• _REQUIREMENT_
Pick out each line of the listing below that contains the word "window" and copy it.

• _STORED ROWS_
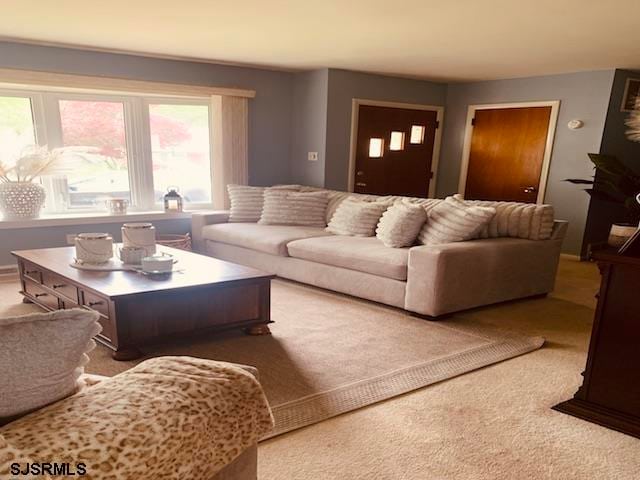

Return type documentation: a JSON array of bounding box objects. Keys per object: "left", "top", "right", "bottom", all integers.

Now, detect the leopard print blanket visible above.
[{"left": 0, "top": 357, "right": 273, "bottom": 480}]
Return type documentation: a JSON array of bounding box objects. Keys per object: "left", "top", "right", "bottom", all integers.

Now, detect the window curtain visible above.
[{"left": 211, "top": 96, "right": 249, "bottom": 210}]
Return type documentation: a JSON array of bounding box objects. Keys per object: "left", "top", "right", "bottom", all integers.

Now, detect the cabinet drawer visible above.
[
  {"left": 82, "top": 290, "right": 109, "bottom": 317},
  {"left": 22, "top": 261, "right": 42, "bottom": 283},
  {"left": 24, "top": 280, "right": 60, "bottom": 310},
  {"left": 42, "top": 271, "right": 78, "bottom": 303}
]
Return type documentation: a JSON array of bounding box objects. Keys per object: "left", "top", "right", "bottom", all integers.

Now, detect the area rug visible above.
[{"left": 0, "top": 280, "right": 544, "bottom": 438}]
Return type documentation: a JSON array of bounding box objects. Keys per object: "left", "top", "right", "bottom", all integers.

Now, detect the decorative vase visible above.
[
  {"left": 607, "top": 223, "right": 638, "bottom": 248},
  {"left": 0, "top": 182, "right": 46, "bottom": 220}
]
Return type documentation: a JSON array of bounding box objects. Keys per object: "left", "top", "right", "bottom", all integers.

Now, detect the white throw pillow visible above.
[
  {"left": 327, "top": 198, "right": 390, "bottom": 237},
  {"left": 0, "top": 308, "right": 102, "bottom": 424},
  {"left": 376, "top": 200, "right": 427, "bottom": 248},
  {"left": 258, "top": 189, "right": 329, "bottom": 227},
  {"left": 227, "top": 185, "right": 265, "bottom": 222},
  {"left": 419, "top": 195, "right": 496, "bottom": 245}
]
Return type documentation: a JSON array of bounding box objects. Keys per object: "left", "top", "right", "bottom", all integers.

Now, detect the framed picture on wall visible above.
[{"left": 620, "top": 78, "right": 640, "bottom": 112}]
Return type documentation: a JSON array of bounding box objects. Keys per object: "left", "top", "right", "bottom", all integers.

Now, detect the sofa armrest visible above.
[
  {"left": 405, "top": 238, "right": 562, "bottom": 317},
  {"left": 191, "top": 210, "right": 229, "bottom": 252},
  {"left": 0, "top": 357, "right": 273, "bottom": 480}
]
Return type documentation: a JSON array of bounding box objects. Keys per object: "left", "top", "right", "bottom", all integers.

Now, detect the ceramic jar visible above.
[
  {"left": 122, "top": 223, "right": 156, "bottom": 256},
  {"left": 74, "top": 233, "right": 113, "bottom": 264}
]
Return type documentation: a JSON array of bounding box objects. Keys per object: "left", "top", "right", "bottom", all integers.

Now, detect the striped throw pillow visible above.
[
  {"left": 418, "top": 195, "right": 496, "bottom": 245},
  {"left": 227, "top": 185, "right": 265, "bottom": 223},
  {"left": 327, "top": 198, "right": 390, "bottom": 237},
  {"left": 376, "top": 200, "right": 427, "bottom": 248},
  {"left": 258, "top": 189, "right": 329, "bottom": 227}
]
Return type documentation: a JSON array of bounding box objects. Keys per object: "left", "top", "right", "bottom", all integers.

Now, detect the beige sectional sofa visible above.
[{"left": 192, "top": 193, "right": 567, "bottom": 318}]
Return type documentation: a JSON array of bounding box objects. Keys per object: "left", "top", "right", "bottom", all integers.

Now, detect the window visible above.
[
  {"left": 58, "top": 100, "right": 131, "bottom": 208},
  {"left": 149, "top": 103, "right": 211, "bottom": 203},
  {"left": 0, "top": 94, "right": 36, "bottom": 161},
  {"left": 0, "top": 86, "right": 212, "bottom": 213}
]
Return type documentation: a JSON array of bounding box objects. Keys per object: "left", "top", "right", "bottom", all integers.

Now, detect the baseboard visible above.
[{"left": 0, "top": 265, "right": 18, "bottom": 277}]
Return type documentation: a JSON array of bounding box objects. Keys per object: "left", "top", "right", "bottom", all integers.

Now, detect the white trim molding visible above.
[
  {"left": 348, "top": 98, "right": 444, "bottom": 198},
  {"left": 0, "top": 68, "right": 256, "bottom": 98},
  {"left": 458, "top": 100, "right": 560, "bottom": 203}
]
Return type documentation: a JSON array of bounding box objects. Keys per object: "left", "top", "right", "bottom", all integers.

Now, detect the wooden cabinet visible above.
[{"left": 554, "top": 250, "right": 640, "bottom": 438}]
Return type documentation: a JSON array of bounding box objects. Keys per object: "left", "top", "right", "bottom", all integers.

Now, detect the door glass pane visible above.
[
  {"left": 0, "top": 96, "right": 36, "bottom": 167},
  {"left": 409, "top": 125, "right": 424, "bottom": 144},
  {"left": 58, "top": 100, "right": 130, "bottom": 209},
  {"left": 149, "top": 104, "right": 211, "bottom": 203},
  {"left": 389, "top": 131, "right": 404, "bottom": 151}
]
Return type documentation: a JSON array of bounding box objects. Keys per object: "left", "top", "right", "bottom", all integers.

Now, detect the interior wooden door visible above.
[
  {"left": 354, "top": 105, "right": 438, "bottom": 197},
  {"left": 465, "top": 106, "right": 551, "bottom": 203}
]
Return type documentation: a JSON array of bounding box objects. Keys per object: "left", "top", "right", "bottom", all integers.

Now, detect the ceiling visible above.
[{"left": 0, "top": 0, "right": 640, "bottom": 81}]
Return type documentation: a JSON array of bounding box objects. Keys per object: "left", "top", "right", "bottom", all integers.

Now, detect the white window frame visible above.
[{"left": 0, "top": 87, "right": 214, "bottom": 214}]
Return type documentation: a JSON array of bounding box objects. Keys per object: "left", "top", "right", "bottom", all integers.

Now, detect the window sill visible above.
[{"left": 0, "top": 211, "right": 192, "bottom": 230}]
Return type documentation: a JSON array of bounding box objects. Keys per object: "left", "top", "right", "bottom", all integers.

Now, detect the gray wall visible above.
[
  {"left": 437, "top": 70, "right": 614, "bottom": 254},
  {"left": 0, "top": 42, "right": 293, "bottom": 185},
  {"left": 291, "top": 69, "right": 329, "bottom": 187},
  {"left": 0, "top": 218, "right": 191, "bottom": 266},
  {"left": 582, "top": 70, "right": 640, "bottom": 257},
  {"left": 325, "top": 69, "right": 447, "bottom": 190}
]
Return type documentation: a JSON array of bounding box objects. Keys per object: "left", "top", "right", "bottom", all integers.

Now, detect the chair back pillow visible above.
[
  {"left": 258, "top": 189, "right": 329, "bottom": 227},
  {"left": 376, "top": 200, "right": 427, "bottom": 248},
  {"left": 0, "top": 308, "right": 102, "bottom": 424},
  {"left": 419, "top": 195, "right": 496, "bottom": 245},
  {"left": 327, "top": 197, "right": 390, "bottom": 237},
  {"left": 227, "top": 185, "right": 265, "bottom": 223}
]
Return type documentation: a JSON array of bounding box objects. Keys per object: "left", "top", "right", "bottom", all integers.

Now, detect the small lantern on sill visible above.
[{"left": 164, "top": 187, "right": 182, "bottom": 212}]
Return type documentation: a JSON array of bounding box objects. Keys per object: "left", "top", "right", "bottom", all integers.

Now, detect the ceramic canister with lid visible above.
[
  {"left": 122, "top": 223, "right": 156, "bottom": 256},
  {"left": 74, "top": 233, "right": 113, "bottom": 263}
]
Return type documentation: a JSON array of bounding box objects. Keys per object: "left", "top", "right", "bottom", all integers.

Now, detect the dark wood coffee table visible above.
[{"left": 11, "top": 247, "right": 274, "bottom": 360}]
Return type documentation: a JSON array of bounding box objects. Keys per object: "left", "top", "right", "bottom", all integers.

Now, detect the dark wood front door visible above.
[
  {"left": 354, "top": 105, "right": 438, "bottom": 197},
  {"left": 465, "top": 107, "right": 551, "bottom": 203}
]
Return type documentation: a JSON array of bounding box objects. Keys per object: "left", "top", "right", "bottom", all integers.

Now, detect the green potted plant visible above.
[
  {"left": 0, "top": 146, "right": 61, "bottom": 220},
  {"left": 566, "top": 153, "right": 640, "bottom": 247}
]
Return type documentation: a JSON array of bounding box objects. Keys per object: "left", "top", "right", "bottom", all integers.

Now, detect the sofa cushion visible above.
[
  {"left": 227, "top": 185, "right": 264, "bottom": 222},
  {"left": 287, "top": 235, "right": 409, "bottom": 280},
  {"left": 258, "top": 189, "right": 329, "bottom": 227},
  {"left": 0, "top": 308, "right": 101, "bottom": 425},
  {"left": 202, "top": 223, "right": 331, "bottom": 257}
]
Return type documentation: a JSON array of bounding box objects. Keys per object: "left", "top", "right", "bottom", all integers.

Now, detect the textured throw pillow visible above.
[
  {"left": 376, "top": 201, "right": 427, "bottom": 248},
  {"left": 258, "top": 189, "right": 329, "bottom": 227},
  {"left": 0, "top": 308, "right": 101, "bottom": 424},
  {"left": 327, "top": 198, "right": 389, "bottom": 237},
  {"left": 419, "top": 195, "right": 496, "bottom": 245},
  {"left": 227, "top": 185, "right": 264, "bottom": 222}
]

• _THE RESULT_
Now, detect the window curtain visible above.
Now, detect the window visible above.
Now, detect the white window frame visible above.
Now, detect the window sill visible above.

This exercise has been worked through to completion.